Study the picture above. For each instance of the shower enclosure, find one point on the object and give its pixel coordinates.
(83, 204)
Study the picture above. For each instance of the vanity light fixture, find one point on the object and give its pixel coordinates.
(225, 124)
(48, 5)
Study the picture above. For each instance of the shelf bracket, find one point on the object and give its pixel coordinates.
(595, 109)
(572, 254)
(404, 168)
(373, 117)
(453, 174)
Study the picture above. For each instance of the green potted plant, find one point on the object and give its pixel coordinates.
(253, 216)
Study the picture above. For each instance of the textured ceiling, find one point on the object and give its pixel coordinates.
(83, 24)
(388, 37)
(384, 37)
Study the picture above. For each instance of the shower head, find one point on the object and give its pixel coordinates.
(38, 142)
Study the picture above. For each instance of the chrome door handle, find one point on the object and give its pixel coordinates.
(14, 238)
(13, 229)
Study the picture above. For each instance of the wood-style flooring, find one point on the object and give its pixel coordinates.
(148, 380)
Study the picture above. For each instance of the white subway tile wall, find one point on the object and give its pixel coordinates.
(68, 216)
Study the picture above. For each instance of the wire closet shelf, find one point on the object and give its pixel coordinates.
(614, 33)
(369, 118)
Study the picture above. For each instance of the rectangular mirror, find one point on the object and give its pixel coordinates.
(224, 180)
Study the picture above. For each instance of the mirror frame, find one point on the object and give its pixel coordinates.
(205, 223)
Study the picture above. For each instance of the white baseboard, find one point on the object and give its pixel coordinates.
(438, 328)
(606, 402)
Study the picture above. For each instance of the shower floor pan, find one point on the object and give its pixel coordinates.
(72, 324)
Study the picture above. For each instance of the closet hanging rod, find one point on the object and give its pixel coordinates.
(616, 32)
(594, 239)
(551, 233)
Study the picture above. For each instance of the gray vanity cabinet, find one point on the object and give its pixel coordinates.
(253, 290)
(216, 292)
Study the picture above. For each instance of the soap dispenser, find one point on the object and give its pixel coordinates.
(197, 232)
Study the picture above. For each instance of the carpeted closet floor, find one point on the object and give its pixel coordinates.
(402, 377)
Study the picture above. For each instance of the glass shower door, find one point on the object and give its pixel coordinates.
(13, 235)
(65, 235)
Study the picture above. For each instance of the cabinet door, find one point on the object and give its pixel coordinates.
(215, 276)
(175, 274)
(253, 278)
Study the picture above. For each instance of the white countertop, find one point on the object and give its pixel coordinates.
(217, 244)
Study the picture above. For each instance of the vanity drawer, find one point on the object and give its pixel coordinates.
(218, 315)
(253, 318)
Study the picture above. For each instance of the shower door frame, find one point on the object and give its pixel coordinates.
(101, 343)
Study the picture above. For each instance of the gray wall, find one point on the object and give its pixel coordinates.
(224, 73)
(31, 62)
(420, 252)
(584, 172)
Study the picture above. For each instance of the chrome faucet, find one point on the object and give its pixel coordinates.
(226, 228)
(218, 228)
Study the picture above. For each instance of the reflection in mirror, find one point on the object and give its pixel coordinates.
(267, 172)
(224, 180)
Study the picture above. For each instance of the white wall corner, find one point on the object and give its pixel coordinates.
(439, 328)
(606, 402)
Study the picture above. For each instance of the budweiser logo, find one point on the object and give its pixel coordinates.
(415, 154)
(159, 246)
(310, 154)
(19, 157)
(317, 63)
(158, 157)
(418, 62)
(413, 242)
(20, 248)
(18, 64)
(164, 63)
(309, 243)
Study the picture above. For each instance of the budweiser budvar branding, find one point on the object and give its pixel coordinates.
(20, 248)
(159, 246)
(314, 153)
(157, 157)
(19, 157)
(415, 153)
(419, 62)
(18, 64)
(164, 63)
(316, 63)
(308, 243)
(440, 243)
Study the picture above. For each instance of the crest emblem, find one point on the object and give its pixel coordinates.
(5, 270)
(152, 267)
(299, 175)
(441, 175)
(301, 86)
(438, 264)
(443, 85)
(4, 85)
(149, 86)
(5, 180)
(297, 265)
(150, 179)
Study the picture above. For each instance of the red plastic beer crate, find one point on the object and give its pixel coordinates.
■ ■ ■ ■ ■ ■ ■
[Brief]
Reproduce all data above, unchanged.

[Solution below]
Study the picture above. For each instance of the shower enclosure, find one point on the object and give its pixel coordinates.
(83, 204)
Study the picture above. For each instance of the vanity light fixture, find one point on the object and give its pixel coordinates.
(225, 124)
(48, 5)
Study the picture above. For each instance of the shelf bracket, find one point on the object and give its pixel coordinates.
(595, 109)
(572, 254)
(404, 168)
(373, 117)
(453, 174)
Study the picture above. For each instance of the green potted plant, find one point on the object and give its pixel coordinates.
(253, 216)
Study the picture above. For each instance of the textured ceiling, find one point on the object and give its pixel coordinates.
(83, 24)
(388, 37)
(384, 37)
Study the picture above. For each instance of the shower head, find one point on the object and give its pixel coordinates.
(38, 142)
Study the picture above. For each instance of the chrome door handle, find one point on the object and give its pixel coordinates.
(14, 238)
(13, 229)
Study the picture above. For each instance of the wood-style flooring, find one point on the object and give its pixel coordinates.
(148, 380)
Study the picture above. For each instance of the white subway tile wall, find one point on the object and give its pixel coordinates.
(68, 216)
Study the picture above. For each instance of the wire closet shelf, find one point on the object and give its pixel coordinates.
(614, 33)
(369, 118)
Study the picture above. For each instance of the rectangular mirror, find one point on the object and give its pixel coordinates.
(224, 180)
Study the picture above. For each instance of the mirror frame, find one point on the object and give its pixel coordinates.
(205, 223)
Study the picture above. For each instance of the white baseboard, find one point on the object and give its pixel coordinates.
(438, 328)
(606, 402)
Study the picture above. For each instance of the shower floor pan, find one point on the object and give its pixel coordinates.
(72, 324)
Study the picture above. For each instance of the closet hanging rod, find one point on the object and give its pixel coordinates.
(616, 32)
(594, 239)
(551, 233)
Study the picture above. For each instance of the gray vanity cabinet, find one point on the object and give its pixel coordinates.
(253, 290)
(216, 292)
Study the picture above. For each instance of the soap dispenser, find one point on the object and give its pixel coordinates.
(197, 232)
Study the picture above. For each instance of the carpeted closet floor, find one point on the object and give its pixel coordinates.
(402, 377)
Study the picture above. For each instance of the glass shower door, find one point on the object and give its pixel coordinates.
(13, 235)
(65, 235)
Study the picture above. For each instance of the cabinet door, find one point on the object and give its pixel coordinates.
(215, 276)
(175, 274)
(253, 278)
Study the picture above. For each instance of the white countertop, find one point on the object and give its pixel coordinates.
(217, 244)
Study the picture above. For each instance of the vanity drawer, find one point on the object and give its pixel coordinates.
(218, 315)
(253, 318)
Study the picture above. For each instance of the shower door frame, find one point on the object and give its pixel coordinates.
(101, 343)
Study the picture above. For each instance of the gray wall, find one point on the object and give its pixel coordinates.
(224, 73)
(31, 62)
(420, 252)
(584, 172)
Study the picture above. For each instance of the chrome faucet, find one point on the object and give its pixel coordinates.
(226, 228)
(218, 228)
Study the picture above. For each instance of the reflection in mirror, find one point on the object and give its pixel coordinates.
(267, 172)
(224, 180)
Study the picture above. For each instance of the white wall corner, find one point on the object and give its pixel coordinates.
(439, 328)
(606, 402)
Study the picture above. For each instance of the budweiser logo, find one point on the object and give its pixel coordinates.
(415, 154)
(159, 246)
(310, 154)
(19, 157)
(317, 63)
(158, 157)
(418, 62)
(413, 242)
(20, 248)
(18, 64)
(164, 63)
(309, 243)
Study the picture above. For each instance of the budweiser budvar branding, find one point on the object and give its pixel coordinates.
(20, 248)
(159, 246)
(314, 153)
(157, 157)
(19, 157)
(415, 153)
(419, 62)
(18, 64)
(164, 63)
(316, 63)
(308, 243)
(440, 243)
Study the picture above. For each instance of the crest emblem, find one point on the object and give its pixel coordinates.
(5, 270)
(152, 267)
(299, 175)
(441, 175)
(301, 86)
(438, 264)
(443, 85)
(4, 85)
(149, 86)
(5, 180)
(297, 265)
(150, 179)
Study the picture above. For each instance of the red plastic beer crate, find one point on the object and give its pixel coordinates.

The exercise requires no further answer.